Настоящей драмой был отъезд мамы в Киев. Я не просил маму остаться. Я был сознательным мальчиком и понимал, что ее призвание актрисы требовало уехать вместе со студией «Фрайкунст», влитой в Киевский государственный еврейский театр. Но до этого я жил в каком-то симбиозе с мамой, словно мне было не двенадцать, а семь или даже пять лет. И вдруг этот симбиоз оборвался. Вдруг оказалось, что я очень одинок. С одним бедствием совпало другое: мои сверстники как раз тогда (с 5-го класса) сдвинулись в сторону повышенной шумной развязности, а я не находил себе места и обособлялся, уходил в себя. Одинокий в школе, одинокий дома (отец все вечера пересчитывал свои бухгалтерские ведомости). Это было очень трудно. Но, кажется, именно в одиноком отрочестве я начал принимать решения, самостоятельно выбирать свою жизненную роль.
Вторым кризисом была потеря метафизической почвы под ногами, сознание себя песчинкой в бесконечности и невозможность с этим согласиться. Впервые это ударило в шестнадцать лет. Потом, по второму кругу, в двадцать. Чувство бесконечности пространства и времени рядом, прямо за стеной комнаты, где я сидел, с этих пор постоянно беспокоило меня и толкало мыслить.
Много позже я дружил с Петром Григорьевичем Григоренко, и как-то я подумал; он мыслит, чтобы действовать, а я действую, ставлю над собой эксперимент, чтобы лучше понять. И поняв что-то, чувствую себя удовлетворенным. А потом еще больше удовлетворенным, когда удавалось перенести свое понимание в текст.

(Метки точек объектов)
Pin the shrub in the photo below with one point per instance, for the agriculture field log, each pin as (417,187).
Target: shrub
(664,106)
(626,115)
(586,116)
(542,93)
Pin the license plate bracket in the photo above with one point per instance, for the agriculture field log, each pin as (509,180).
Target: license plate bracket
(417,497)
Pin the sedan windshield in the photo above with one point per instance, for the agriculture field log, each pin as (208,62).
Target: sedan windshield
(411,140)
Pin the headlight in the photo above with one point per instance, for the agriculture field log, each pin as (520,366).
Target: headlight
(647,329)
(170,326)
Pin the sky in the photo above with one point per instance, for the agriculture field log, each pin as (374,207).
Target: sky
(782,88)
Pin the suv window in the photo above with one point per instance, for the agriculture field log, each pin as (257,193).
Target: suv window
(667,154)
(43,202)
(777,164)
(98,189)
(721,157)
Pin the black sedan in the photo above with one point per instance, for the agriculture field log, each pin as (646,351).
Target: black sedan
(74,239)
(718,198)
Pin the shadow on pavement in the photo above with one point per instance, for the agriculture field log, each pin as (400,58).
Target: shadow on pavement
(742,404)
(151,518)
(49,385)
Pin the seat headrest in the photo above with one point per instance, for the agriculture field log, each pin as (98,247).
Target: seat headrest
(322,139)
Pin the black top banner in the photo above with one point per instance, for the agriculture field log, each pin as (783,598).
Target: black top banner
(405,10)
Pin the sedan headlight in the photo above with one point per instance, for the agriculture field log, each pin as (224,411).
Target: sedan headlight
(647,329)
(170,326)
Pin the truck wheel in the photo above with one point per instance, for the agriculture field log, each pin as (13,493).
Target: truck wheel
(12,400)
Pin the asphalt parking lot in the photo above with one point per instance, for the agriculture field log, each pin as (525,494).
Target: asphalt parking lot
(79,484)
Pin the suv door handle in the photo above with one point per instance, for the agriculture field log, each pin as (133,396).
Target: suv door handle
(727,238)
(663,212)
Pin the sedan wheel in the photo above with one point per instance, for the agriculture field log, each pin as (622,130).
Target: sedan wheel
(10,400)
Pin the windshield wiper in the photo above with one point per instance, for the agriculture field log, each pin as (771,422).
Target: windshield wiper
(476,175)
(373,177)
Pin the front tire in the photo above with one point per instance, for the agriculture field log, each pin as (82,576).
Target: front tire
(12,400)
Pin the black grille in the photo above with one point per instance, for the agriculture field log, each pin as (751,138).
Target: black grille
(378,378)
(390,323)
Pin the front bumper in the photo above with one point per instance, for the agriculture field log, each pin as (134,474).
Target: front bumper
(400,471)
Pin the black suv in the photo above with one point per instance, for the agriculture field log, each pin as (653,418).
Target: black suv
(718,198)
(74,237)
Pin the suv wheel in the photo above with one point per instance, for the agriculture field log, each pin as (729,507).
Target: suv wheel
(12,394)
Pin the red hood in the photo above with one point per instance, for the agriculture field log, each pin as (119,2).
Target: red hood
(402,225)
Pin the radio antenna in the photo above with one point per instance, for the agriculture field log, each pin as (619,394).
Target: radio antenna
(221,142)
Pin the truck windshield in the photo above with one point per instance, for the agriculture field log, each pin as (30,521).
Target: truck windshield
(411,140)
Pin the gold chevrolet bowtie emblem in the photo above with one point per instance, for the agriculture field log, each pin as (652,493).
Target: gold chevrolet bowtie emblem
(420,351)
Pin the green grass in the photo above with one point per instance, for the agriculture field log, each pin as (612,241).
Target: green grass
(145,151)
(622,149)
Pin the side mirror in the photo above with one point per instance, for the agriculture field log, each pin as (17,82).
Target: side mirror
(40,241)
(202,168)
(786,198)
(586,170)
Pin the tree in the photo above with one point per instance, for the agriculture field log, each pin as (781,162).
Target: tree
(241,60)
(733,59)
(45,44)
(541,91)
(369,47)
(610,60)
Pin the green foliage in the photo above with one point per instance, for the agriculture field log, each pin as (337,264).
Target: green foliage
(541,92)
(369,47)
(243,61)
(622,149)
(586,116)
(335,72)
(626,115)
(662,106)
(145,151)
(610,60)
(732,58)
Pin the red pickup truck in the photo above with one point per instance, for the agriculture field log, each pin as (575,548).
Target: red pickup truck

**Задание A**.
Верните без изменений отрывок из воспоминаний об отрочестве от слов «Вторым кризисом была» до слов «понимание в текст.» включительно.
**Задание B**.
Вместе с какой студией мать уехала в Киев, согласно воспоминаниям об отрочестве?

**Ответ A**.
Вторым кризисом была потеря метафизической почвы под ногами, сознание себя песчинкой в бесконечности и невозможность с этим согласиться. Впервые это ударило в шестнадцать лет. Потом, по второму кругу, в двадцать. Чувство бесконечности пространства и времени рядом, прямо за стеной комнаты, где я сидел, с этих пор постоянно беспокоило меня и толкало мыслить.
Много позже я дружил с Петром Григорьевичем Григоренко, и как-то я подумал; он мыслит, чтобы действовать, а я действую, ставлю над собой эксперимент, чтобы лучше понять. И поняв что-то, чувствую себя удовлетворенным. А потом еще больше удовлетворенным, когда удавалось перенести свое понимание в текст.

**Ответ B**.
Со студией «Фрайкунст».